◆ Reading text ◆
--- begin ---

■UNITED STATES
Judge rules on Beverly gate
The multimillion-dollar battle between the haves and the have-even-mores over who gets to use access gates to enter their celebrity-studded enclave is over — for now. A Los Angeles County Superior Court judge has ruled that “guests and invitees” of South Beverly Park can now use the gates at North Beverly Park, ending an almost three-year dispute. The quarrel erupted in 2006 when residents of 64-home North Beverly Park, who include Denzel Washington, Reba McEntire, Eddie Murphy and media moguls Haim Saban and Sumner Redstone, barred nannies, gardeners and others traveling to adjoining South Beverly Park from using the northern gates, citing security costs and concerns. That meant visitors had to detour 11km to get to the southern 16 homes. The southerners, including Earvin “Magic” Johnson, Samuel L. Jackson and producer Richard Zanuck, sued, saying the policy was arbitrary, capricious and “downright unneighborly.”
■CANADA
Toronto hit by power outage
A utility company was working on Friday to restore power to a residential district near downtown Toronto after an outage left about 100,000 people without electricity during a bitter cold wave. Toronto Hydro spokesman Paul Reesor said on Friday afternoon that it had restored power to about half of the area after a broken water main flooded a power station on Thursday night. The outage left many scrambling for extra blankets to keep warm as overnight temperatures plummeted to minus 20ºC.
■UNITED STATES
Governor goes barefoot
It’s tough, Indiana Governor Mitch Daniels says, to sound like a chief executive when you’re standing before a gaggle of reporters in your bare feet. At a news conference on Friday, he answered questions about the budget and other important matters — while standing in front of a pile of shoes with his feet au naturel. The point was to raise awareness of Samaritan’s Feet, a group that collects new shoes for needy people around the world. The group aims to collect 1 million pairs of shoes this year.

--- end ---

◆ Stored data ◆
--- begin ---

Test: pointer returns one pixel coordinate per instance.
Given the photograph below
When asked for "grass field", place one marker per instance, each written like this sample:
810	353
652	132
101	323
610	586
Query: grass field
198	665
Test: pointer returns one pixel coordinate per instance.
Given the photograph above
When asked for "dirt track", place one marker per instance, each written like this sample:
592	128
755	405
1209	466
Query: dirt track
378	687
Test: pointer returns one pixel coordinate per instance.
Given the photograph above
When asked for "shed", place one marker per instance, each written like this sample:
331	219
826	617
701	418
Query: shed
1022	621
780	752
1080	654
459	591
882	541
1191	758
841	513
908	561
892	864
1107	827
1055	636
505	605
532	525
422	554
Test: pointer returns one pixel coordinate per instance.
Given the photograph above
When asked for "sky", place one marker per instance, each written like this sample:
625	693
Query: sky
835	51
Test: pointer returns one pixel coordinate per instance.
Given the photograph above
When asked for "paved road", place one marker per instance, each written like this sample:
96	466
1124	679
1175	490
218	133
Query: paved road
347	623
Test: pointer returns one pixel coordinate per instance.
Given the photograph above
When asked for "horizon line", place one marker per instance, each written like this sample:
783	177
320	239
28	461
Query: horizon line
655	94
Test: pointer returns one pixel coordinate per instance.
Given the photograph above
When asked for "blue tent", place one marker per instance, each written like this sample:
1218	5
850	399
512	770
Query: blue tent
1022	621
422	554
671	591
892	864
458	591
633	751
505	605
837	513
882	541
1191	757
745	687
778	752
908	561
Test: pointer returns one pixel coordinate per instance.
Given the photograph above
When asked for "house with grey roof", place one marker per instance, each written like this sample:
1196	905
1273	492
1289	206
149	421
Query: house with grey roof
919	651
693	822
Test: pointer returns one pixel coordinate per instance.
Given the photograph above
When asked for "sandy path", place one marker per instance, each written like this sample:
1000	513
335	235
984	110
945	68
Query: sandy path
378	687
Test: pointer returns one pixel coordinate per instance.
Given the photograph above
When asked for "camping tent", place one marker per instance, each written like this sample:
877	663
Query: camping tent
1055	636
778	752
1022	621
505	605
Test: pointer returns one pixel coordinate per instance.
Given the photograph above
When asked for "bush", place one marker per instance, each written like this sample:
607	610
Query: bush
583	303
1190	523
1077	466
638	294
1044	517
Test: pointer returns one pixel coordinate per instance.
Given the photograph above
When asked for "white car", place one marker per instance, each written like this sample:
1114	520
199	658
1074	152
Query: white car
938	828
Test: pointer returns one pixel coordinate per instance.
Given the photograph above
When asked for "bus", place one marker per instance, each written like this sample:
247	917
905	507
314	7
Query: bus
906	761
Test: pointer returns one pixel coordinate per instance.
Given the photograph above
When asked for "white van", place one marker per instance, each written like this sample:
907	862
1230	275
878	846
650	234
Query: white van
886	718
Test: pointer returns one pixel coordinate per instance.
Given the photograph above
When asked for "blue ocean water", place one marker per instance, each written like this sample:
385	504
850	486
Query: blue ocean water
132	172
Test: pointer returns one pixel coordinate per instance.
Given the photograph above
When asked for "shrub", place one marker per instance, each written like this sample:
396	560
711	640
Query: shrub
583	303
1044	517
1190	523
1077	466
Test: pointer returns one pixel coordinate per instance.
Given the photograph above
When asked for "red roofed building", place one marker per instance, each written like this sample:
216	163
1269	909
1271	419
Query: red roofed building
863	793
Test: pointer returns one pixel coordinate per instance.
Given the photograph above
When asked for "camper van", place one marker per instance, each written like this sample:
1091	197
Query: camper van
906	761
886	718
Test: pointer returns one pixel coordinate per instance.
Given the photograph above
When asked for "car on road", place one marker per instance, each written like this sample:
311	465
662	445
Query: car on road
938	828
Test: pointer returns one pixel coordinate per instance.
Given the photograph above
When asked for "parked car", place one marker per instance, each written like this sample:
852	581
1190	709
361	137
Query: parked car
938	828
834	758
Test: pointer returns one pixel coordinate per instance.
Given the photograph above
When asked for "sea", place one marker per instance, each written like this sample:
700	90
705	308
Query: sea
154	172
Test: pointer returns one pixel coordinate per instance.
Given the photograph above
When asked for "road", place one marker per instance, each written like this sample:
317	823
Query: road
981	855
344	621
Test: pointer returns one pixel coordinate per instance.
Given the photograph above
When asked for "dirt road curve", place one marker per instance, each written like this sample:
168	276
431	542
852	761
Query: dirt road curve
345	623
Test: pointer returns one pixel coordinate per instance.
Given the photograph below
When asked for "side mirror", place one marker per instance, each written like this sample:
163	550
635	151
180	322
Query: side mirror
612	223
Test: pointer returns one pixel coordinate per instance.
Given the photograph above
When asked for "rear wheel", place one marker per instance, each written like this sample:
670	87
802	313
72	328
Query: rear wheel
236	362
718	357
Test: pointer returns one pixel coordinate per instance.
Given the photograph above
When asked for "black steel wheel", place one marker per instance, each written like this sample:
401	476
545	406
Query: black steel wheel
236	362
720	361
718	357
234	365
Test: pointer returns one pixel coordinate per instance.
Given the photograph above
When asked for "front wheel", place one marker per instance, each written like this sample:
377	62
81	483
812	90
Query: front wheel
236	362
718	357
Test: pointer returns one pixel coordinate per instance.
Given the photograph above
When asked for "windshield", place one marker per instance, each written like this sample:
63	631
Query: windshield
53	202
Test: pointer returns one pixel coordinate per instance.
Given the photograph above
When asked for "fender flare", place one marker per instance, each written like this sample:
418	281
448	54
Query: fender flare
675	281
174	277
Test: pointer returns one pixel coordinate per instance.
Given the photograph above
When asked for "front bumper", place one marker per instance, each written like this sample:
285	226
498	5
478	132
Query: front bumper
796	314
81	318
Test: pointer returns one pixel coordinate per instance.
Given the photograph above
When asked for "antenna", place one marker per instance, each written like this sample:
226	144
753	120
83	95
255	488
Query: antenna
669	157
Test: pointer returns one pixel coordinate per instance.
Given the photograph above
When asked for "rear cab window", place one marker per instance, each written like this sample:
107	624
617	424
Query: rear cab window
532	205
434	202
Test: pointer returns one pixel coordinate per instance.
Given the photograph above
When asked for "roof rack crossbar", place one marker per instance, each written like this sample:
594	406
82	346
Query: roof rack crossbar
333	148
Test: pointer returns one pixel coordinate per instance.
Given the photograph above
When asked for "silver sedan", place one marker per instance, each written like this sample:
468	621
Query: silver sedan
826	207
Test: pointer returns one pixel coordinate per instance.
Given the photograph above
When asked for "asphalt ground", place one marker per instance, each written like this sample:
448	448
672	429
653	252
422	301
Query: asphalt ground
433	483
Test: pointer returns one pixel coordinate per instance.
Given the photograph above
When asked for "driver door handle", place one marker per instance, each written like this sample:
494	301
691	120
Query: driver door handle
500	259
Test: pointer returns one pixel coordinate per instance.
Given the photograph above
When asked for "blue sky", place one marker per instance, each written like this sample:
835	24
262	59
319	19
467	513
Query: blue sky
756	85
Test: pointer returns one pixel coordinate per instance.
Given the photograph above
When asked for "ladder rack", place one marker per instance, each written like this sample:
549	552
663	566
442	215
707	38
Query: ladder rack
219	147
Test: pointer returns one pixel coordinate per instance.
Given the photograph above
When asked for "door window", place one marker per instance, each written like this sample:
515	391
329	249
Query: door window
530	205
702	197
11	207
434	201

--- end ---

◆ List of tasks ◆
a) In the news briefs, roughly how many people lost electricity in the Toronto outage?
b) Please rewrite the paragraph of the news briefs that begins "It’s tough, Indiana Governor" as a short bulleted list, keeping its main facts.

◆ Task results ◆
a) About 100,000 people.

b)
- Indiana Governor Mitch Daniels held a news conference on Friday in his bare feet.
- He answered questions about the budget and other important matters while standing in front of a pile of shoes.
- He said it is tough to sound like a chief executive while barefoot before reporters.
- The point was to raise awareness of Samaritan’s Feet, a group that collects new shoes for needy people around the world.
- The group aims to collect 1 million pairs of shoes this year.